━━━ TEXT EXCERPT

Biomedical Devices and Bioimaging
In this concentration, research groups develop transformative and translational instrumentation and algorithms to help understand biological processes and disease.
The curriculum includes courses that teach:
- Practical skills to measure and process analog and digital signals produced by biological systems and biomedical instrumentation, as well as to design controllers to achieve desired biosystem behavior. Using this knowledge, students design filters and controllers, both in the analog and digital forms, to measure and manipulate complex real-world bioengineering systems (including 2-D and 3-D image processing).
- Foundations of modern medical imaging, including imaging principles, mathematical models, imaging physics, and image-reconstruction algorithms. Includes x-ray, ultrasound, computed tomography, magnetic resonance imaging and optical imaging techniques.

━━━━━━
━━━ EXTRACTED RECORDS

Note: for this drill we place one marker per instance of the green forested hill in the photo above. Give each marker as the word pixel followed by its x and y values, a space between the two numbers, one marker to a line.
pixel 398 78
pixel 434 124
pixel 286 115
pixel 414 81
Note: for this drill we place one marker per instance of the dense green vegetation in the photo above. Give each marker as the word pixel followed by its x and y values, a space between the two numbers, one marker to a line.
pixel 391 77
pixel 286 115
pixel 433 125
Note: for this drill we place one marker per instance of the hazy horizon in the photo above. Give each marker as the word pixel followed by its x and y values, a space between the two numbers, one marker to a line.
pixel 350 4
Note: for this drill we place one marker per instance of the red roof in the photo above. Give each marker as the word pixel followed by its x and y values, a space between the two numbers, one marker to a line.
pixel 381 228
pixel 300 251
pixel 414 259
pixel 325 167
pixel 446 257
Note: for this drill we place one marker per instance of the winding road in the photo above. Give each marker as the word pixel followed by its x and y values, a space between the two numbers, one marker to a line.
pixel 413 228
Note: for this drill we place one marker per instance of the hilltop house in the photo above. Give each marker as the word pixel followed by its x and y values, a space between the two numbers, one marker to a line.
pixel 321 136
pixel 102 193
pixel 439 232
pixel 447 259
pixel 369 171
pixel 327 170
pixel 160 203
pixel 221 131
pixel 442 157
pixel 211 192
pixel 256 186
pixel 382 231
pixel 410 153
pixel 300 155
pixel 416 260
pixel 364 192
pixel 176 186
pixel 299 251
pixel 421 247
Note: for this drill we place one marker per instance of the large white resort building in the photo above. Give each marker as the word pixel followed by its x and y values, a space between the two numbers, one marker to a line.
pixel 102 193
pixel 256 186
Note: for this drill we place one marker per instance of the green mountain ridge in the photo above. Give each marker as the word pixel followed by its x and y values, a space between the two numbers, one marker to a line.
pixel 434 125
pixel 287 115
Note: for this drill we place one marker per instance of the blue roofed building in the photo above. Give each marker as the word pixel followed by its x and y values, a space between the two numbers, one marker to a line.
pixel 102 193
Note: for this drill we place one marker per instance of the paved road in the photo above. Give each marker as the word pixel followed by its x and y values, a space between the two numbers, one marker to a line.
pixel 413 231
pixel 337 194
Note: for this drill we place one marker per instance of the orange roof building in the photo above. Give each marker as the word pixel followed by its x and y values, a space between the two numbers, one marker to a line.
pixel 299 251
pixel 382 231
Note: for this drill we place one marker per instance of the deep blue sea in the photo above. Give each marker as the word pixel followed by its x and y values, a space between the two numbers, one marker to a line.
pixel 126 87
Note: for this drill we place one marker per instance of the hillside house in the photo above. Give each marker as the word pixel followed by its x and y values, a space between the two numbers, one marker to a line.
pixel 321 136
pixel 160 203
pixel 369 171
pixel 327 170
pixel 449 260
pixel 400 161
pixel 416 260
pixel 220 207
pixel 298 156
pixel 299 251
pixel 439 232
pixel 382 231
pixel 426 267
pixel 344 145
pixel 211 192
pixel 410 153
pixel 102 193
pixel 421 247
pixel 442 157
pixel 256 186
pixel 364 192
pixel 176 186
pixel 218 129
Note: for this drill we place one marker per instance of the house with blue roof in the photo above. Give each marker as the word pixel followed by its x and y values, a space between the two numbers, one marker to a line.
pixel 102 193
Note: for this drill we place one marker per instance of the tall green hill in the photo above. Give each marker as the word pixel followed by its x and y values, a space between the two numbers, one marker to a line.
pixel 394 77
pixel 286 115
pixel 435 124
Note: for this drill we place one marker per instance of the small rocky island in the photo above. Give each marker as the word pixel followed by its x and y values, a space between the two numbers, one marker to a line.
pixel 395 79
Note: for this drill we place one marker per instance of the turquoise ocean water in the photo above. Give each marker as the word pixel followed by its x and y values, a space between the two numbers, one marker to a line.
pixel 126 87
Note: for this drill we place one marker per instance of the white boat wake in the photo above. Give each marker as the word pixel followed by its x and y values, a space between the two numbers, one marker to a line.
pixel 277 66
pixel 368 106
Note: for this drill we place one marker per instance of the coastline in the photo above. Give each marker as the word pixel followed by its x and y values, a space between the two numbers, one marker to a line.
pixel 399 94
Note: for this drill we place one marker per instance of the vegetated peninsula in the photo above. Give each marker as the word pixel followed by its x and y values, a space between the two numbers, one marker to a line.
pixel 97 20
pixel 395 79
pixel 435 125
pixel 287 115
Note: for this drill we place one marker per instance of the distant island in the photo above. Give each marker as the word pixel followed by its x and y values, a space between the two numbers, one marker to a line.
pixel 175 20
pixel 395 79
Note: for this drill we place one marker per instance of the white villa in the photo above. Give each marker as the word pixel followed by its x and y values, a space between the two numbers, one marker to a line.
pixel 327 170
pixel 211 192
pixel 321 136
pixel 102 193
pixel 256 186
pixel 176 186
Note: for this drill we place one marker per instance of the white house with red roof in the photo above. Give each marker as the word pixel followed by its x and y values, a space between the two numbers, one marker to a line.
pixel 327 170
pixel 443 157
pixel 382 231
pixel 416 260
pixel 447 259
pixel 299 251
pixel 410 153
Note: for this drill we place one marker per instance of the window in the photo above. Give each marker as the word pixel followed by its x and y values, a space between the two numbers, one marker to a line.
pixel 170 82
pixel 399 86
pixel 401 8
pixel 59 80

━━━━━━

## PROBLEMS TO WORK ON
1. List every imaging technique that the concentration description names.
2. Continue the concentration description from its last sentence.
The material is not needed for anything asked here.

## RESULTS
1. X-ray, ultrasound, computed tomography, magnetic resonance imaging, and optical imaging.

2.
- Engineering design challenges intrinsic to the development of biomedical devices. Challenges include clinical evaluation procedures, manufacturing logistics, and testing of medical devices and the constraints that FDA regulations place on these processes. Topics include quality systems, design control, cybersecurity concerns, the role of standards in global device regulation, and the design process. Students are asked to form teams and to carry out a semester-long conceptual design project to develop a design overview, design plan, design input specifications, and verification test procedures for a novel medical device.
Job opportunities in this field can go into industry, academia, or healthcare.